_To be done_
Rewrite every line of the records below as a two-column Markdown table headed "Row" and "Line," numbering the rows in order and leaving out blank lines.

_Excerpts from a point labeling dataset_
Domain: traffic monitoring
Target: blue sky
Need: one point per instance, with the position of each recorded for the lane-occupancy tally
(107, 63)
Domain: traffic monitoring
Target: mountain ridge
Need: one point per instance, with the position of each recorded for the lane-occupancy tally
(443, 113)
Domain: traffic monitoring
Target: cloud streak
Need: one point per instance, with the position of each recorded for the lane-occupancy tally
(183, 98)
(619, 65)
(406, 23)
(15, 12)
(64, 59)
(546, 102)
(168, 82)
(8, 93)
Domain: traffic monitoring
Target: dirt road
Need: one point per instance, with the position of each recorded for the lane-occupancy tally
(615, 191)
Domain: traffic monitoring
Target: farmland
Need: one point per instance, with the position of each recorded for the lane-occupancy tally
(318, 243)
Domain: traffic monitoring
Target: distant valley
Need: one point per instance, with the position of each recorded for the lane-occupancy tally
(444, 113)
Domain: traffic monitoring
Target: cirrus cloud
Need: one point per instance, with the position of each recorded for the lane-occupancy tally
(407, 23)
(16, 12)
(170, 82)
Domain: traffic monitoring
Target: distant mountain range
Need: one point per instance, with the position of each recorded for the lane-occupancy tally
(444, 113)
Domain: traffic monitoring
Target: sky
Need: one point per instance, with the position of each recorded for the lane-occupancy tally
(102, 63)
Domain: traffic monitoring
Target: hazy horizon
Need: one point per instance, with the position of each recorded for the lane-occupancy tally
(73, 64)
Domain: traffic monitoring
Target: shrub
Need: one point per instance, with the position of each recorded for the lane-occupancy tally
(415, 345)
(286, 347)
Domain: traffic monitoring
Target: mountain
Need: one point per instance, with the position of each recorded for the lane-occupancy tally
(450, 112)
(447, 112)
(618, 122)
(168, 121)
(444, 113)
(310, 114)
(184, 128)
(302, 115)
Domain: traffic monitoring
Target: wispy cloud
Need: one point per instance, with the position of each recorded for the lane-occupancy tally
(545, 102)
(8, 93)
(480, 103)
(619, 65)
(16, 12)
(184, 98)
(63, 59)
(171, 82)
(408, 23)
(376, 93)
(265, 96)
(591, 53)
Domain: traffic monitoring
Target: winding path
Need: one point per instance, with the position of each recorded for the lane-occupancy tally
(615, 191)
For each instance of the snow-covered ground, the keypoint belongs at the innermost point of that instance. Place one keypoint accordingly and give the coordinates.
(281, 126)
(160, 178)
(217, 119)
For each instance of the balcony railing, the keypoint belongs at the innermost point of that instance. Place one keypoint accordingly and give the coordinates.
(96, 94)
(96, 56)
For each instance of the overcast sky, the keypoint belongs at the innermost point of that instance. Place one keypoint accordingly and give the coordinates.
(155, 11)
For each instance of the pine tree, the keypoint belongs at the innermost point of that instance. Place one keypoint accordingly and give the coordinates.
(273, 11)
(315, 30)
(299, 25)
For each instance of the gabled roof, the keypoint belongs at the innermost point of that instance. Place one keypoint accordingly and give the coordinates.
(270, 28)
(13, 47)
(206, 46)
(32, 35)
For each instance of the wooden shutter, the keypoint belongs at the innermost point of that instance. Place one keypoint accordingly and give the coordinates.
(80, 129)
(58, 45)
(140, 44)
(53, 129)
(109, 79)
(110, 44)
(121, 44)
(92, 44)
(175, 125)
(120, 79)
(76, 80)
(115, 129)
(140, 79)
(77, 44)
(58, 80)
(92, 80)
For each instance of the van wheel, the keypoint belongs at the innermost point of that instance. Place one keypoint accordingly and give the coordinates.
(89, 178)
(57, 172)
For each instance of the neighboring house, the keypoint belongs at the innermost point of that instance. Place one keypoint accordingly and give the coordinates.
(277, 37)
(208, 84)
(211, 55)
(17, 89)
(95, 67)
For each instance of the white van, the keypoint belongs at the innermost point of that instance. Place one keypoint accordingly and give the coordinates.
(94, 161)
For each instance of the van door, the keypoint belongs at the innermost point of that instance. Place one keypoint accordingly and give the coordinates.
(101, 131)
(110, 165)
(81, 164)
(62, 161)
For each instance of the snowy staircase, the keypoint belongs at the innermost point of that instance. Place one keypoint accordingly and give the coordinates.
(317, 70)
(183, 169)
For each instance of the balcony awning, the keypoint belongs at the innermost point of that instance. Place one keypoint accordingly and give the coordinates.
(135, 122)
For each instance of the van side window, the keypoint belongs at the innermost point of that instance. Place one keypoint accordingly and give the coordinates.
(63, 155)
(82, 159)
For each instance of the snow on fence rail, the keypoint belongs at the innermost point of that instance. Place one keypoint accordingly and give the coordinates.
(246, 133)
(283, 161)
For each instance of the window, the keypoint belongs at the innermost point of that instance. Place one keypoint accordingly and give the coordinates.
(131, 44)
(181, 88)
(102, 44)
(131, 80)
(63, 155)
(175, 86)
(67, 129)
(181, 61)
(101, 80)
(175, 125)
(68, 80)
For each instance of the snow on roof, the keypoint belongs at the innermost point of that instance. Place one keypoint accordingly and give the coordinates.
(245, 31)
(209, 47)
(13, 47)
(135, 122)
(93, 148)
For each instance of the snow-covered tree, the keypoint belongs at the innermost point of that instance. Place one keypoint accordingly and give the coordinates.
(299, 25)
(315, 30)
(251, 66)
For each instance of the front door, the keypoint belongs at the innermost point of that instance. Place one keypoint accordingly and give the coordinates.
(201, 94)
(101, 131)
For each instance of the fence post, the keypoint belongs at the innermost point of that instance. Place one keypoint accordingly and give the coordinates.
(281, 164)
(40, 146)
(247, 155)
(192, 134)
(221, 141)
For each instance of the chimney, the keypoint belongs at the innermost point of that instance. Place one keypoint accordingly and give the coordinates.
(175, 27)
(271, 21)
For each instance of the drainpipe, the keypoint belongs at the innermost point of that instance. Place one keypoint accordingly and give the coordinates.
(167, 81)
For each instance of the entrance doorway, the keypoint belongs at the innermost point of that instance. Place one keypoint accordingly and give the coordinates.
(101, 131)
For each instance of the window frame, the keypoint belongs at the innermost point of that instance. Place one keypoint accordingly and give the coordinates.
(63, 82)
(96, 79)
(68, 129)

_Result of this exercise_
| Row | Line |
|---|---|
| 1 | Domain: traffic monitoring |
| 2 | Target: blue sky |
| 3 | Need: one point per instance, with the position of each recorded for the lane-occupancy tally |
| 4 | (107, 63) |
| 5 | Domain: traffic monitoring |
| 6 | Target: mountain ridge |
| 7 | Need: one point per instance, with the position of each recorded for the lane-occupancy tally |
| 8 | (443, 113) |
| 9 | Domain: traffic monitoring |
| 10 | Target: cloud streak |
| 11 | Need: one point per instance, with the position of each recorded for the lane-occupancy tally |
| 12 | (183, 98) |
| 13 | (619, 65) |
| 14 | (406, 23) |
| 15 | (15, 12) |
| 16 | (64, 59) |
| 17 | (546, 102) |
| 18 | (168, 82) |
| 19 | (8, 93) |
| 20 | Domain: traffic monitoring |
| 21 | Target: dirt road |
| 22 | Need: one point per instance, with the position of each recorded for the lane-occupancy tally |
| 23 | (615, 191) |
| 24 | Domain: traffic monitoring |
| 25 | Target: farmland |
| 26 | Need: one point per instance, with the position of each recorded for the lane-occupancy tally |
| 27 | (318, 243) |
| 28 | Domain: traffic monitoring |
| 29 | Target: distant valley |
| 30 | Need: one point per instance, with the position of each recorded for the lane-occupancy tally |
| 31 | (444, 113) |
| 32 | Domain: traffic monitoring |
| 33 | Target: cirrus cloud |
| 34 | Need: one point per instance, with the position of each recorded for the lane-occupancy tally |
| 35 | (407, 23) |
| 36 | (16, 12) |
| 37 | (170, 82) |
| 38 | Domain: traffic monitoring |
| 39 | Target: distant mountain range |
| 40 | Need: one point per instance, with the position of each recorded for the lane-occupancy tally |
| 41 | (444, 113) |
| 42 | Domain: traffic monitoring |
| 43 | Target: sky |
| 44 | Need: one point per instance, with the position of each recorded for the lane-occupancy tally |
| 45 | (102, 63) |
| 46 | Domain: traffic monitoring |
| 47 | Target: hazy horizon |
| 48 | Need: one point per instance, with the position of each recorded for the lane-occupancy tally |
| 49 | (73, 64) |
| 50 | Domain: traffic monitoring |
| 51 | Target: shrub |
| 52 | Need: one point per instance, with the position of each recorded for the lane-occupancy tally |
| 53 | (415, 345) |
| 54 | (286, 347) |
| 55 | Domain: traffic monitoring |
| 56 | Target: mountain |
| 57 | Need: one point per instance, with the position of each recorded for the lane-occupancy tally |
| 58 | (450, 112) |
| 59 | (447, 112) |
| 60 | (618, 122) |
| 61 | (168, 121) |
| 62 | (444, 113) |
| 63 | (310, 114) |
| 64 | (184, 128) |
| 65 | (302, 115) |
| 66 | Domain: traffic monitoring |
| 67 | Target: wispy cloud |
| 68 | Need: one point per instance, with the position of each recorded for the lane-occupancy tally |
| 69 | (545, 102) |
| 70 | (8, 93) |
| 71 | (480, 103) |
| 72 | (619, 65) |
| 73 | (16, 12) |
| 74 | (184, 98) |
| 75 | (63, 59) |
| 76 | (171, 82) |
| 77 | (408, 23) |
| 78 | (376, 93) |
| 79 | (265, 96) |
| 80 | (591, 53) |
| 81 | Domain: traffic monitoring |
| 82 | Target: winding path |
| 83 | Need: one point per instance, with the position of each recorded for the lane-occupancy tally |
| 84 | (615, 191) |
| 85 | For each instance of the snow-covered ground, the keypoint belongs at the innermost point of that instance. Place one keypoint accordingly and give the coordinates. |
| 86 | (281, 126) |
| 87 | (160, 178) |
| 88 | (217, 119) |
| 89 | For each instance of the balcony railing, the keypoint belongs at the innermost point of that instance. Place one keypoint accordingly and give the coordinates. |
| 90 | (96, 94) |
| 91 | (96, 56) |
| 92 | For each instance of the overcast sky, the keypoint belongs at the innermost point of that instance. Place one keypoint accordingly and give the coordinates. |
| 93 | (155, 11) |
| 94 | For each instance of the pine tree, the keypoint belongs at the innermost point of that instance. Place one keypoint accordingly and give the coordinates. |
| 95 | (273, 11) |
| 96 | (315, 30) |
| 97 | (299, 25) |
| 98 | For each instance of the gabled roof, the keypoint belongs at the innermost point of that instance. Place one keypoint accordingly and give the coordinates. |
| 99 | (270, 28) |
| 100 | (13, 47) |
| 101 | (206, 46) |
| 102 | (32, 35) |
| 103 | For each instance of the wooden shutter, the keypoint belongs at the innermost point of that instance. Place one keypoint accordingly and give the coordinates. |
| 104 | (80, 129) |
| 105 | (58, 45) |
| 106 | (140, 44) |
| 107 | (53, 129) |
| 108 | (109, 79) |
| 109 | (110, 44) |
| 110 | (121, 44) |
| 111 | (92, 44) |
| 112 | (175, 125) |
| 113 | (120, 79) |
| 114 | (76, 80) |
| 115 | (115, 129) |
| 116 | (140, 79) |
| 117 | (77, 44) |
| 118 | (58, 80) |
| 119 | (92, 80) |
| 120 | For each instance of the van wheel, the keypoint belongs at the innermost point of that instance. Place one keypoint accordingly and give the coordinates. |
| 121 | (89, 178) |
| 122 | (57, 172) |
| 123 | For each instance of the neighboring house, the keypoint belongs at the innermost point of that instance. Place one keypoint accordingly and give the coordinates. |
| 124 | (277, 37) |
| 125 | (208, 84) |
| 126 | (211, 55) |
| 127 | (17, 89) |
| 128 | (95, 67) |
| 129 | For each instance of the white van, the keypoint belongs at the innermost point of that instance. Place one keypoint accordingly and give the coordinates. |
| 130 | (94, 161) |
| 131 | For each instance of the van door, the keypoint belongs at the innermost point of that instance. Place one keypoint accordingly and give the coordinates. |
| 132 | (101, 131) |
| 133 | (110, 165) |
| 134 | (81, 164) |
| 135 | (62, 161) |
| 136 | For each instance of the snowy staircase, the keypoint belongs at the innermost point of that instance. Place one keypoint accordingly and give the coordinates. |
| 137 | (317, 70) |
| 138 | (183, 169) |
| 139 | For each instance of the balcony awning, the keypoint belongs at the innermost point of that instance. Place one keypoint accordingly and give the coordinates. |
| 140 | (135, 122) |
| 141 | For each instance of the van side window, the keypoint belongs at the innermost point of that instance. Place one keypoint accordingly and give the coordinates. |
| 142 | (63, 155) |
| 143 | (82, 159) |
| 144 | For each instance of the snow on fence rail, the keypoint belongs at the innermost point of that instance. Place one keypoint accordingly and give the coordinates. |
| 145 | (246, 133) |
| 146 | (283, 161) |
| 147 | For each instance of the window, the keypoint belongs at the innermost point of that instance. Place one keypoint accordingly and give the coordinates. |
| 148 | (131, 44) |
| 149 | (181, 88) |
| 150 | (102, 44) |
| 151 | (131, 80) |
| 152 | (63, 155) |
| 153 | (175, 86) |
| 154 | (67, 129) |
| 155 | (181, 61) |
| 156 | (101, 80) |
| 157 | (175, 125) |
| 158 | (68, 80) |
| 159 | For each instance of the snow on roof, the keypoint belongs at the innermost point of that instance. Place one keypoint accordingly and give the coordinates. |
| 160 | (245, 31) |
| 161 | (209, 47) |
| 162 | (13, 47) |
| 163 | (135, 122) |
| 164 | (93, 148) |
| 165 | For each instance of the snow-covered tree, the keypoint belongs at the innermost point of that instance. Place one keypoint accordingly and give the coordinates. |
| 166 | (299, 25) |
| 167 | (315, 30) |
| 168 | (251, 66) |
| 169 | For each instance of the front door, the keypoint belongs at the innermost point of that instance. Place one keypoint accordingly and give the coordinates. |
| 170 | (201, 94) |
| 171 | (101, 131) |
| 172 | For each instance of the fence post, the keypoint belongs at the innermost point of that instance. Place one keypoint accordingly and give the coordinates. |
| 173 | (281, 164) |
| 174 | (40, 146) |
| 175 | (247, 155) |
| 176 | (192, 134) |
| 177 | (221, 141) |
| 178 | For each instance of the chimney, the keypoint belongs at the innermost point of that instance. Place one keypoint accordingly and give the coordinates. |
| 179 | (175, 27) |
| 180 | (271, 21) |
| 181 | For each instance of the drainpipe, the keypoint belongs at the innermost point of that instance. Place one keypoint accordingly and give the coordinates. |
| 182 | (167, 81) |
| 183 | For each instance of the entrance doorway, the keypoint belongs at the innermost point of that instance. Place one keypoint accordingly and give the coordinates. |
| 184 | (101, 131) |
| 185 | For each instance of the window frame, the keypoint belongs at the innermost point of that instance. Place one keypoint accordingly and give the coordinates. |
| 186 | (63, 82) |
| 187 | (96, 79) |
| 188 | (68, 129) |